_TASK REQUIREMENTS_
- a) Rewrite the paragraph in the abstract on condensed water in rock nanopores that begins "Condensed water in nanopores of rocks" as a shorter version that keeps its main facts.
- b) Using the abstract on condensed water in rock nanopores, decide whether each statement below agrees with the text. Answer yes or no for each, and quote the words of the text that decide it.
(i) The experimental samples were made from calcium carbonate particles 500 nm in diameter.
(ii) The role of capillary condensation is handled through disjoining pressure theory.
(iii) The experiments were carried out at five different relative humidities.

_DOCUMENT EXTRACT_
School of Water Resources and Environment, China University of Geosciences（Beijing）, Beijing 100083, China

Publish Date: 2020-06-25

Abstract

Abstract

Condensed water in nanopores of rocks is closely related to many hydrogeological and engineering geological issues. In arid areas, condensed water is an important resource to maintain local ecological balance. For the protection of stone carvings cultural relics, condensed water is one of the key factors to be considered. Condensed water in nanopores of shale has an important influence on the accumulation and flow of shale gas in the project of shale gas engineering. In global carbon cycle problems, condensed water affects the interaction between CO2 and carbonate rocks. This paper presents the mathematical relationship between the amount of condensed water and temperature, relative humidity, porosity and particle size. In this relationship, the adsorption water is calculated based on the disjoining pressure theory, and the role of capillary condensation is considered by Kelvin equation. The analytical results are compared with measured values of three parallel experiments on condensed water at four different relative humidity to verify the proposed mathematical expression. In the experiment, spherical particles of calcium carbonate with diameter of 500 nm were selected and processed into samples by tamping. The samples were placed in a constant temperature and humidity environment to condense water vapor in the pores. The samples were weighed periodically to determine the quality of the condensed water until the condensation process reached equilibrium.

_RECORD LIST_
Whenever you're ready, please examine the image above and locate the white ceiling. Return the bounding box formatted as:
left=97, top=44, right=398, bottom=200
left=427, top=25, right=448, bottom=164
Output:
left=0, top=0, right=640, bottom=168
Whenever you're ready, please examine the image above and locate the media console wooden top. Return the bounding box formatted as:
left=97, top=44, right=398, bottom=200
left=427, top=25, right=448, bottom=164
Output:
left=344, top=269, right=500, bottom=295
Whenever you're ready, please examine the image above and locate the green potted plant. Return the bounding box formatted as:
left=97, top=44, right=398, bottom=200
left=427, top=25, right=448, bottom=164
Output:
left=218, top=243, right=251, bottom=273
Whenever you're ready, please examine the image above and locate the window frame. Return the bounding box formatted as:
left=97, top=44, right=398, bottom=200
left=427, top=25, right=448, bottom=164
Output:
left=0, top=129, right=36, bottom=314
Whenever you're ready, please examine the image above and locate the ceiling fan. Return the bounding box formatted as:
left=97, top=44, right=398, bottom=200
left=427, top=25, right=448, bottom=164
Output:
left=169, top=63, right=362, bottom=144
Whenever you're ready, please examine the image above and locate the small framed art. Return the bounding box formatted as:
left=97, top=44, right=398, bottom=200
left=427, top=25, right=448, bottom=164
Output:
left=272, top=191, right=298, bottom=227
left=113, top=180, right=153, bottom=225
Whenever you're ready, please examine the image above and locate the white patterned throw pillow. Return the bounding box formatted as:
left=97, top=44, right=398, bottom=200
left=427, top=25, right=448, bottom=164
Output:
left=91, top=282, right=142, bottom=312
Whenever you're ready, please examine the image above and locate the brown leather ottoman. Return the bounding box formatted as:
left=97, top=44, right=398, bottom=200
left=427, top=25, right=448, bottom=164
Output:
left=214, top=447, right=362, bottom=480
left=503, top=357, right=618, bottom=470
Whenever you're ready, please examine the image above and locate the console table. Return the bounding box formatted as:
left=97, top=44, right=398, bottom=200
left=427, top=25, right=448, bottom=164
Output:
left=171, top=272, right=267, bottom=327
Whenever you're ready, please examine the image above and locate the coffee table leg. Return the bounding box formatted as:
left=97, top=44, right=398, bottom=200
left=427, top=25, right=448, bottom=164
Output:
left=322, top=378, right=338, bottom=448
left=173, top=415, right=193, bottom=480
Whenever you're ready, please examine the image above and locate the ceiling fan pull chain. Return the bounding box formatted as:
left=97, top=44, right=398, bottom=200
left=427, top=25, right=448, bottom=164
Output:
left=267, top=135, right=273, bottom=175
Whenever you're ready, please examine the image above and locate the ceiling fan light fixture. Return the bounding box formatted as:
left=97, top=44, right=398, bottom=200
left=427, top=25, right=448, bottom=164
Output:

_FULL ANSWERS_
- a) Condensed water in rock nanopores bears on many hydrogeological and engineering geological issues. It sustains ecological balance in arid areas, matters for protecting stone carvings, influences shale gas accumulation and flow in shale nanopores, and affects how CO2 interacts with carbonate rocks in the global carbon cycle. The paper gives a mathematical relationship between the amount of condensed water and temperature, relative humidity, porosity and particle size. Adsorption water is calculated from disjoining pressure theory, and capillary condensation is handled by the Kelvin equation. The analytical results were checked against three parallel experiments at four relative humidities. In these experiments, 500 nm spherical calcium carbonate particles were tamped into samples and held at constant temperature and humidity. The samples were weighed periodically until condensation reached equilibrium.

- b)
(i) Yes: "spherical particles of calcium carbonate with diameter of 500 nm were selected and processed into samples by tamping."
(ii) No: "the role of capillary condensation is considered by Kelvin equation."
(iii) No: "three parallel experiments on condensed water at four different relative humidity."